Source document ▸
----------------

29/08/2022
AUDIO BOOK NARRATION TIPS..
Okay, let’s breathe! Easy isn’t it?
The air just sweeps in and out. So simple!
However, those I coach often worry about breath in relation to anything that they need to read off the page. “Where and how do I breathe?”
The thing is, where and how to breathe is one of the most important techniques you can master.
First up, you need a good lung-full of air to get through the work, but you aregoing to run out, so here’s a tips that’ll help.
When you’re prepping for audiobook narration, one of the most useful things you can do, is read it aloud and work out where you’re going to take a breath.
Mark it on your scripts with a forward slash in pencil. Practice, pausing long enough to take in that air that you need.
It may feel like a big gap, but don’t forget, you’re taking someone on a visual and emotional journey, so taking you time between each piece of story or new information is essential.
Also, in narration we don’t necessarily look to punctuation as a guide to when and where we need to pause. Punctuation is placed in written word because of the formality of sentence structure.
However, in spoken word, you need to work out where to pause in terms.
That’s where an understanding of how to look at language in terms of the value of the sentence, clause or phrase, as being distinctly different from each other.

----------------

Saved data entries
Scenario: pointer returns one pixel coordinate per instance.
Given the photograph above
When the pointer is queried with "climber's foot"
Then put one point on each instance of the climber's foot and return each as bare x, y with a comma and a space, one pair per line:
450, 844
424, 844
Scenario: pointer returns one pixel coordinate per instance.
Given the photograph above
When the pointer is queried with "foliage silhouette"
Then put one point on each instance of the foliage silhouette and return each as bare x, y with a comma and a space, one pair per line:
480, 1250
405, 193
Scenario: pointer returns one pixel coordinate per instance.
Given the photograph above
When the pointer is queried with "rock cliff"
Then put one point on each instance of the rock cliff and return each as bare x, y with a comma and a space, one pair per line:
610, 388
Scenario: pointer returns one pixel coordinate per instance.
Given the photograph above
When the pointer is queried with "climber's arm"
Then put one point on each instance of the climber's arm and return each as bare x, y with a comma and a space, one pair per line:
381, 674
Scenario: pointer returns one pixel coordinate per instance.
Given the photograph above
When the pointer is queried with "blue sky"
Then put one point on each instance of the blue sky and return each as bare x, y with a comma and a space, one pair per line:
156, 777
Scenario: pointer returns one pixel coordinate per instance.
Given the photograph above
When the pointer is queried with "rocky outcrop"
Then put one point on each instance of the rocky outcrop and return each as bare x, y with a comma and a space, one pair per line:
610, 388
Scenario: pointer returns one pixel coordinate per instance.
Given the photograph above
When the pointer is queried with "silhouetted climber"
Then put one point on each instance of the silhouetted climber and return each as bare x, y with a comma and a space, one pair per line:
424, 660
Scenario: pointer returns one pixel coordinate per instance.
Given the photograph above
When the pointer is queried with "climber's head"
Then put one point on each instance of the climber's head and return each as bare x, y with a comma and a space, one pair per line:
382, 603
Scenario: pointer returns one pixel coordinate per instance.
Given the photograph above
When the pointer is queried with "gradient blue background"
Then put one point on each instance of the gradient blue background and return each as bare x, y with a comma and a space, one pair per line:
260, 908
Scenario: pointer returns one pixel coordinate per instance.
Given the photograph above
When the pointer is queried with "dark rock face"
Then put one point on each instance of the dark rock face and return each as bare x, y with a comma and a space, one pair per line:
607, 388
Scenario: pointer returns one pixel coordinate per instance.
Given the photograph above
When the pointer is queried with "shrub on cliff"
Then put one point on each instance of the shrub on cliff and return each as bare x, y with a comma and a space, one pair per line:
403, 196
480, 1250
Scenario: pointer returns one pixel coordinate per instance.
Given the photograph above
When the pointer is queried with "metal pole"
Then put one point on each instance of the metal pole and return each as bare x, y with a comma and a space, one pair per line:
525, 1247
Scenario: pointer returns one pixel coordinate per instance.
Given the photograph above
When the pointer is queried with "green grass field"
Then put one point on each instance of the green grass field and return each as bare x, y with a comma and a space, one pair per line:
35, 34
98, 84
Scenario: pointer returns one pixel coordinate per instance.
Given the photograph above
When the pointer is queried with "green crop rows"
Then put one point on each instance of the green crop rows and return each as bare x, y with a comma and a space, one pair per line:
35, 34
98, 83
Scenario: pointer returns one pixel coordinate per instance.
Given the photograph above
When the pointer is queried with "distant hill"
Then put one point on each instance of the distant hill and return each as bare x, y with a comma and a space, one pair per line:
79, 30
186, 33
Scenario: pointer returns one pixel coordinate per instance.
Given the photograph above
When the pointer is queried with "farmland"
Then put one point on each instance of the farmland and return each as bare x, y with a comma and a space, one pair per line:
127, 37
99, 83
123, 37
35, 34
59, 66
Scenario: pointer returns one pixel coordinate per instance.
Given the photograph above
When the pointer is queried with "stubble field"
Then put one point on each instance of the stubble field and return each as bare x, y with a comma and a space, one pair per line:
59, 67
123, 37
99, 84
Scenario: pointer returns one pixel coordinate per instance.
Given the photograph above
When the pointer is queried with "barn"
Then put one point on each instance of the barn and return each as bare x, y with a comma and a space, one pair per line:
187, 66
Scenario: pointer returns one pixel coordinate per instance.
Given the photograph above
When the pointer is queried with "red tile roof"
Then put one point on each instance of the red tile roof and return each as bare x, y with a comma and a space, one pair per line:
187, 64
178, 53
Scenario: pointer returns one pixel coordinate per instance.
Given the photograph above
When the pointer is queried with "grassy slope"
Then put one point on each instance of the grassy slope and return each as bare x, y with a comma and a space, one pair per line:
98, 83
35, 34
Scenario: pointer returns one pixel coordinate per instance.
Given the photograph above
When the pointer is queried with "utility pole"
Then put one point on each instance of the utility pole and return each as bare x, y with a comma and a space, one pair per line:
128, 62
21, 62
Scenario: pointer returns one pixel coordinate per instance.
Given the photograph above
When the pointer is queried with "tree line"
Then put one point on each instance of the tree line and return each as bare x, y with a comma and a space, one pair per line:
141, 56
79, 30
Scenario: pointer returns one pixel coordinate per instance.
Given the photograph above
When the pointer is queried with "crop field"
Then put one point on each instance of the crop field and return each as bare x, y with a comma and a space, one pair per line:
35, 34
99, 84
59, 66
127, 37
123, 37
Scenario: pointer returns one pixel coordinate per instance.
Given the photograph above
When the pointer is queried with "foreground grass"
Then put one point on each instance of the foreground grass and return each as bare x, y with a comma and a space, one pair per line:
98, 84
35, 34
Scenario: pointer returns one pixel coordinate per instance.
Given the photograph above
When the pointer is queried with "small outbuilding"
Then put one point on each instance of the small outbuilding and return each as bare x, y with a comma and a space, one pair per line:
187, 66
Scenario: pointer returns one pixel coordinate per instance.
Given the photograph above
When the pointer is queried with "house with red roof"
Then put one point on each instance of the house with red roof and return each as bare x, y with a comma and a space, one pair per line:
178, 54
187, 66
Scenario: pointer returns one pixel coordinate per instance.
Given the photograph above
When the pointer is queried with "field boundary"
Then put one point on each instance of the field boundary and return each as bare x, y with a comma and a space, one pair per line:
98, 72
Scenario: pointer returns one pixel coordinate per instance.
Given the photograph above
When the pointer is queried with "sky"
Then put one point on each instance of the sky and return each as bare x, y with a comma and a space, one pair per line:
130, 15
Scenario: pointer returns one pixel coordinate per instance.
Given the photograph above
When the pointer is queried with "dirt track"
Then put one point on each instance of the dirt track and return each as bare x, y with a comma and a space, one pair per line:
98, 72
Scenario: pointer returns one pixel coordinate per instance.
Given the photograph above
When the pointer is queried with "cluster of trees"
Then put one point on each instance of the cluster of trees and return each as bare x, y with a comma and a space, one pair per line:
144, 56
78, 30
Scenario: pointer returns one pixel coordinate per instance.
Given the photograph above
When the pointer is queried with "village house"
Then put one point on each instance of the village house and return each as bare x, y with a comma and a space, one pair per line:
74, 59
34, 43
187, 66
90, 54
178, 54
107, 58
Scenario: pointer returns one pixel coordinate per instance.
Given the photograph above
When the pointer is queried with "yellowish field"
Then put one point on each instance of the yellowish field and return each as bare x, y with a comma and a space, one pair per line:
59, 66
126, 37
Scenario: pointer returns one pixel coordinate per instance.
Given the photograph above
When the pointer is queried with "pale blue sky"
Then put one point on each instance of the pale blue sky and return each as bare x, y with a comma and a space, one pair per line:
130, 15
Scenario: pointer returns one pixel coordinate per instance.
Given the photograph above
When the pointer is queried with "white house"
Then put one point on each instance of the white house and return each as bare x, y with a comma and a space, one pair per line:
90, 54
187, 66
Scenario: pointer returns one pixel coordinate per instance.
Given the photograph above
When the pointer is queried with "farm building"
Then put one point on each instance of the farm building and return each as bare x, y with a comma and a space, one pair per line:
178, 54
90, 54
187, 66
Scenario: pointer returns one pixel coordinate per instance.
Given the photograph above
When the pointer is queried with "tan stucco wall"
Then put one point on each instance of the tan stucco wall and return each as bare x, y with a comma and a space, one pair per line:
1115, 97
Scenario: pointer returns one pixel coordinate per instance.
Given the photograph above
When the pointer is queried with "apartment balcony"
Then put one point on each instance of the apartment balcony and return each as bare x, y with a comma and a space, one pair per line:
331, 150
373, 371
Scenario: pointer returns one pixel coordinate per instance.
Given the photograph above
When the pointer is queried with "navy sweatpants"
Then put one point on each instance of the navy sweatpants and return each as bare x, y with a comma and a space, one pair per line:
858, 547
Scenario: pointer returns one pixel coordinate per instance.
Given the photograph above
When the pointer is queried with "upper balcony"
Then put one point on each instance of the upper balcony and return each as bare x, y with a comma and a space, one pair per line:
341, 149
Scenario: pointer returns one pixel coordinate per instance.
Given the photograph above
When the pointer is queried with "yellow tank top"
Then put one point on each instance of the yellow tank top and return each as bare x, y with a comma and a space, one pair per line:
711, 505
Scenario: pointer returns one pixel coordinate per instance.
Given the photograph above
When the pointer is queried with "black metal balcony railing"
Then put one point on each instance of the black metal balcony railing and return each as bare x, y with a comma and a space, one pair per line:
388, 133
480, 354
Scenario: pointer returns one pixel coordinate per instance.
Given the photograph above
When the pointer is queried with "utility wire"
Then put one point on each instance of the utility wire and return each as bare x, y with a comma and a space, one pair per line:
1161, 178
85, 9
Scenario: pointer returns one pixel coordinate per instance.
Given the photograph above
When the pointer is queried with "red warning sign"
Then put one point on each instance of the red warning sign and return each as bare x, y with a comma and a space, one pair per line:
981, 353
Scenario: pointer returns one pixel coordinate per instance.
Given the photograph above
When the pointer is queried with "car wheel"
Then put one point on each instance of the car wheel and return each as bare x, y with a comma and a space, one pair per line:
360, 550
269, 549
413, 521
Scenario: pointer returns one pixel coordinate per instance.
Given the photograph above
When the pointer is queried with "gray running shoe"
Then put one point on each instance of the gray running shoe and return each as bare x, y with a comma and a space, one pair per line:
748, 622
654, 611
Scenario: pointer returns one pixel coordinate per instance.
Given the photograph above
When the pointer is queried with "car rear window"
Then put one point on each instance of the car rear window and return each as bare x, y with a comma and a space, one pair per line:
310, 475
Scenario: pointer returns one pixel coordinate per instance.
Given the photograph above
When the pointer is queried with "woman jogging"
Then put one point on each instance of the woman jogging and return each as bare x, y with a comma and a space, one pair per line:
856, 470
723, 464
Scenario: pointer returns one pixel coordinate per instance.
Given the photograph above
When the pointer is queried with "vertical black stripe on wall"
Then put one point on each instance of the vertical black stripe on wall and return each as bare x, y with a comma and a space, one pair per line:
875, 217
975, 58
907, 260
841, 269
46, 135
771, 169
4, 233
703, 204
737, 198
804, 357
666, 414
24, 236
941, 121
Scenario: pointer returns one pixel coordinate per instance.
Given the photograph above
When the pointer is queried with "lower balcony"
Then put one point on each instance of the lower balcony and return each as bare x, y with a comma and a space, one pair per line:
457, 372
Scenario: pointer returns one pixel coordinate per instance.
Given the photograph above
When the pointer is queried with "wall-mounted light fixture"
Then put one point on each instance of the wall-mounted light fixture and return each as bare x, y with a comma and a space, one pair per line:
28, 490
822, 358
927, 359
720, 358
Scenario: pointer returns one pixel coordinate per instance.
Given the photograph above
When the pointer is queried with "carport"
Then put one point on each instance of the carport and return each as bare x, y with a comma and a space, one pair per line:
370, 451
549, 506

----------------

What this exercise asks ▸
A – Using the audiobook narration tips, answer these questions:
(i) What should a narrator use to mark breath points on the script?
(ii) What reason does the text give for punctuation being placed in written word?
(iii) What does the text call one of the most useful things to do when prepping for audiobook narration?
B – Quote the audiobook narration tips. Begin at the words "The thing is, where" and stop after "tips that’ll help.".
C – Extend the audiobook narration tips with a few more sentences, following on from its last line.

Expected answers ▸
A –
(i) A forward slash in pencil.
(ii) Because of the formality of sentence structure.
(iii) Reading it aloud and working out where you're going to take a breath.

B –
The thing is, where and how to breathe is one of the most important techniques you can master.
First up, you need a good lung-full of air to get through the work, but you aregoing to run out, so here’s a tips that’ll help.

C –
When you can understand simply ‘that’ they differ, you can use the moment between each different thought, idea or visual to pause, and simply and silently (just as we do when we talk with a friend) take in enough air to get us to the next pause.
This technique does take some practice, but as you can imagine, audio book narration takes time. If you’re doing it in a studio, the engineer then needs to edit it. If you are making a lot of mistakes and breathing noisily at every pause, these breaths need to removed manually. It’s a bit tedious to do and costs the studio time and money.
Becoming successful at audio book narration depends on your excellent voice over skills, not just as a reader, but as a narrator who can truly inhabit the work, in whichever way serves it best
So, I hope those techniques will help answer questions you may have had, or solve problems you may not have know how to get around.
Happy book narrating!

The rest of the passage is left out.